-- begin SELECTION --
As someone who looks at technology stocks on a daily basis, overvalued growth stocks aren't anything new to me. However, over the last several months, I've singled out one specific company repeatedly as a company that I believed could be headed for a pullbackPandora Media (P) for a number of reasons.

Perhaps the most high-profile reason was the recent introduction of Apple's (AAPL 0.51%) iTunes Radio, which is essentially a Pandora clone. I wasn't alone in thinking Apple could disrupt Pandora, whose stock sold off more than 10% when Apple recently announced that more than 11 million users had already tuned into iTunes Radio in less than a week since its global launch.

Apple expects to surpass 700 million total shipments of iOS devices any day. Rest assured, between Apple's already-massive installed base and its deep pockets, that Apple can and will seriously compete with Pandora for listeners. And although Pandora's reach does extend well beyond Apple devices, a serious competitor like Apple isn't to be underestimated. Ever.

However, my knocks against Pandora were based on another idea, and after digging much, much deeper into Pandora's inner workings over the weekend, I've changed my mind. Turns out, I was, for lack of a better word, wrong, and I'm here today to own up it publicly.

Opening Pandora's box
Now, I need to begin this with a caveat. In saying I was wrong about Pandora, I'm only addressing one specific (albeit probably the most important) aspect in my argument against the company. The cornerstone of my callouts was the idea that Pandora's model simply didn't scale well, which seems pretty understandable when you look at Pandora's financial performance over the last several years.

Fiscal Year*

2009

2010

2011

2012

2013

Revenue ($ million)

$19.3

$55.2

$137.8

$274.3

$427.1

Operating Income

($27.4)

($15.5)

($0.3)

($11.0)

($37.7)

Net Income

($28.2)

($16.8)

($1.8)

($16.1)

($38.1)

Source: Capital IQ; * denotes Pandora's fiscal year used to end in January. For example the 2009 period above reflects from 2/1/08 to 1/31/09.

Looking at the above, it's easy to see how someone might be fooled into thinking Pandora's current model doesn't scale. The company's losses in FY 2013 were actually worse than its losses five years earlier, despite Pandora's revenue having increased more than 2,000% in the interim.

Not exactly encouraging, right? So what did I miss?

Digging deeper
One of the problems of looking at the past to predict the future in investing is that businesses don't operate in a vacuum. They react, adapt, and ideally improve over time, and Pandora has been no exception.

One trend that's sweeping the entertainment or media space is the rising cost of content. Unfortunately, Pandora is no exception there, either -- with the fixed rates it pays its licensing partners still set to tick steadily upward over the next few years.

Year

Cost Per Song for Non-Subscription Listener

Cost Per Song for a Subscription Listener

2012

$0.0011

$0.0020

2013

$0.0012

$0.0022

2014

$0.0013

$0.0023

2015

$0.0014

$0.0025

Source: Pandora annual report. 

As a company with no history of profitability, it's fair to think that rising content costs would keep that trend intact for Pandora, which it turns out just isn't the case.

Returning to the whole "not operating in a vacuum" idea, Pandora has made more substantial strides in making money off each user than I'd given it credit for.

Pandora's growth has been driven in part by an explosion in its user base, which has increased from 3 million monthly active users (MAUs) at the start of 2009 to well more than 71 million at the end of its most recently quarter. But more importantly, Pandora has also significantly improved the amount of revenue it generates from each user as well over the last several quarters.
-- end SELECTION --
-- begin RECORDS FOR THIS EXERCISE --
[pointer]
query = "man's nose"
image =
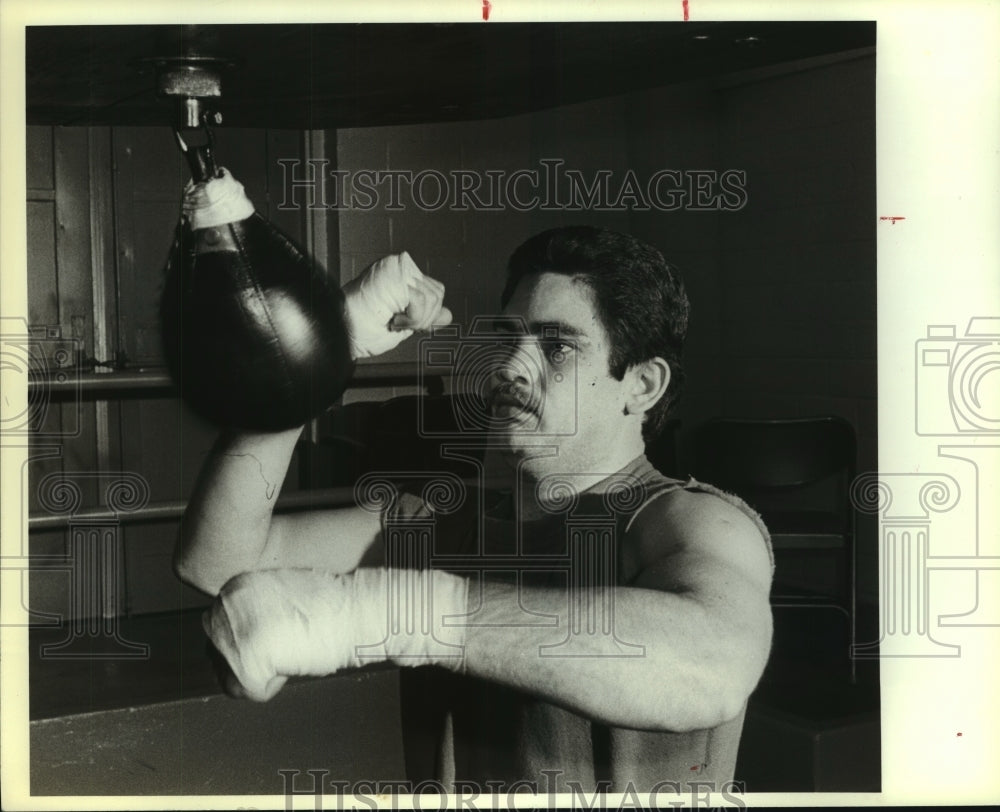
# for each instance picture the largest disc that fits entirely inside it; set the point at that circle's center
(519, 363)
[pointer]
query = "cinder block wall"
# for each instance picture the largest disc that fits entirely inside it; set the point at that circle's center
(783, 290)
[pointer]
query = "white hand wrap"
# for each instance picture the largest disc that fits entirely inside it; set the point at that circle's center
(273, 624)
(373, 298)
(216, 201)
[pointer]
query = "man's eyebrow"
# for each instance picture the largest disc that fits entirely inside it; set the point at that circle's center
(555, 329)
(541, 329)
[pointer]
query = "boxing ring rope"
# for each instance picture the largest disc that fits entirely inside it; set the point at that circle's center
(169, 511)
(156, 382)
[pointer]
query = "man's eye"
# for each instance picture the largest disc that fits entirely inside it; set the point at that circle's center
(557, 351)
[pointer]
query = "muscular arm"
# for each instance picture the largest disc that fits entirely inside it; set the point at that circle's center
(229, 526)
(699, 607)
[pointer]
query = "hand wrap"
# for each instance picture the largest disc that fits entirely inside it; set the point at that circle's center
(373, 298)
(215, 202)
(273, 624)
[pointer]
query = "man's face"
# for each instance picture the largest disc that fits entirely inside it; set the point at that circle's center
(555, 388)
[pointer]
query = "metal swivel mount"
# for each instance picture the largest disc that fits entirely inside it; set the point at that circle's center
(191, 81)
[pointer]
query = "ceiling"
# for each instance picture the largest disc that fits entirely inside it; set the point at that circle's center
(354, 75)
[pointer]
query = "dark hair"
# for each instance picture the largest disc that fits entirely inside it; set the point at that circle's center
(640, 298)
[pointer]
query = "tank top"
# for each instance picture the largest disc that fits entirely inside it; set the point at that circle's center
(462, 728)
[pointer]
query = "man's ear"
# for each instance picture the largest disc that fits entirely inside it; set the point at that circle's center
(648, 382)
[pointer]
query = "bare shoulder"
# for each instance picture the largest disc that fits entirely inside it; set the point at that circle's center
(685, 537)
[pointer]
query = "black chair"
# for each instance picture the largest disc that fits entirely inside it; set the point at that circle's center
(796, 473)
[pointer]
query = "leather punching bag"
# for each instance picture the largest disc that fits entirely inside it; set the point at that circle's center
(253, 329)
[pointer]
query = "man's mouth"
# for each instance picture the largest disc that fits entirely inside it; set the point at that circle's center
(507, 403)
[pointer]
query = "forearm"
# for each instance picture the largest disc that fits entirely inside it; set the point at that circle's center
(225, 527)
(689, 673)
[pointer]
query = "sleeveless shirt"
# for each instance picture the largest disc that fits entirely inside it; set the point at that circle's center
(461, 728)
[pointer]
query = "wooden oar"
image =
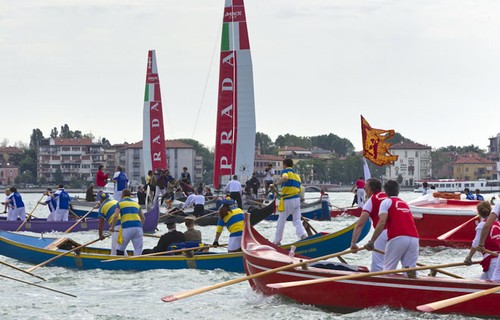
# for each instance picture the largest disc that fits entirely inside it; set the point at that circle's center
(190, 293)
(37, 285)
(433, 306)
(29, 215)
(423, 265)
(81, 219)
(63, 254)
(163, 253)
(290, 284)
(448, 234)
(19, 269)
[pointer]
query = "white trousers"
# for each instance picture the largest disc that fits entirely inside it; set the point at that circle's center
(378, 258)
(15, 213)
(488, 275)
(62, 215)
(402, 248)
(292, 207)
(133, 234)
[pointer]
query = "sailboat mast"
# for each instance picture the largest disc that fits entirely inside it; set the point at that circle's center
(235, 132)
(153, 144)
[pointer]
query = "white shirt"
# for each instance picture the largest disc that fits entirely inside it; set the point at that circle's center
(233, 186)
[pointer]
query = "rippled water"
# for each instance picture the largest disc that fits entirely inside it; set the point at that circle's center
(136, 295)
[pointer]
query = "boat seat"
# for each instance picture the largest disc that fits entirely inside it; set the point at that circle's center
(338, 266)
(62, 243)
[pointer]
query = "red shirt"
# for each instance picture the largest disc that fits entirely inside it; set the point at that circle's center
(376, 199)
(100, 179)
(399, 220)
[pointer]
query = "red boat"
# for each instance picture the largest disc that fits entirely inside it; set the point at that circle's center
(395, 291)
(353, 211)
(436, 216)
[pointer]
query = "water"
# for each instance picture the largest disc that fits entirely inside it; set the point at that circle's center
(107, 295)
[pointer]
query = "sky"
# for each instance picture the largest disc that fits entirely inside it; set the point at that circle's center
(428, 69)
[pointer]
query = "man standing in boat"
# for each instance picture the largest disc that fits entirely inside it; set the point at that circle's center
(289, 202)
(62, 201)
(233, 188)
(402, 235)
(132, 219)
(106, 210)
(375, 195)
(120, 179)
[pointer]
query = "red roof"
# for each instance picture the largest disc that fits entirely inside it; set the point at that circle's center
(409, 145)
(72, 142)
(472, 159)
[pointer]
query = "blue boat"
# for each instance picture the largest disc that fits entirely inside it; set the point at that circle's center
(36, 250)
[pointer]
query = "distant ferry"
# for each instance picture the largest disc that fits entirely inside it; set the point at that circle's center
(452, 185)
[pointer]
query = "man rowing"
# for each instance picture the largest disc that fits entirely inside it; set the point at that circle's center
(106, 211)
(402, 235)
(373, 188)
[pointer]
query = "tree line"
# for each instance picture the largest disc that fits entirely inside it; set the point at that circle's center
(345, 166)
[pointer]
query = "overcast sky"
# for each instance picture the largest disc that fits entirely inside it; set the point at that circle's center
(428, 69)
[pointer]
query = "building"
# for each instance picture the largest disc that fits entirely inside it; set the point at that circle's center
(179, 155)
(68, 159)
(414, 163)
(473, 167)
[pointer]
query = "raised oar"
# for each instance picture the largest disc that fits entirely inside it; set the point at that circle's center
(29, 215)
(81, 219)
(190, 293)
(448, 234)
(19, 269)
(433, 306)
(37, 285)
(290, 284)
(436, 270)
(63, 254)
(162, 253)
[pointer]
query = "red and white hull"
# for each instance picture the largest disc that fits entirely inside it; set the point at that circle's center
(395, 291)
(435, 216)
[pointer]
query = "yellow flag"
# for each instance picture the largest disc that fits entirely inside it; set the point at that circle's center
(375, 148)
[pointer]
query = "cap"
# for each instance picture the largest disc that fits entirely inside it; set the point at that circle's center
(171, 220)
(228, 201)
(104, 196)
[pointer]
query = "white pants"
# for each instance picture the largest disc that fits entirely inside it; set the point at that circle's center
(402, 248)
(488, 275)
(360, 192)
(52, 216)
(62, 215)
(15, 213)
(114, 243)
(133, 234)
(292, 207)
(234, 243)
(117, 195)
(378, 258)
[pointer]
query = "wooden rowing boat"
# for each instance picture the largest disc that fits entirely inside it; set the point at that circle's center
(36, 250)
(395, 291)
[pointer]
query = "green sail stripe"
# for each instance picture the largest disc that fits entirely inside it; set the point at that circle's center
(146, 93)
(225, 37)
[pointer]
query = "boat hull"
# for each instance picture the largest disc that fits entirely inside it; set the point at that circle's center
-- end RECORDS FOR THIS EXERCISE --
**TASKS AND EXERCISES:**
(1) Reproduce the Pandora article from "As a company with" up to and including "it credit for.".
(2) How many lines of the records contain the string "rowing"? Reply with the number only.

**SOLUTIONS TO THE TASKS:**
(1)
As a company with no history of profitability, it's fair to think that rising content costs would keep that trend intact for Pandora, which it turns out just isn't the case.

Returning to the whole "not operating in a vacuum" idea, Pandora has made more substantial strides in making money off each user than I'd given it credit for.

(2) 2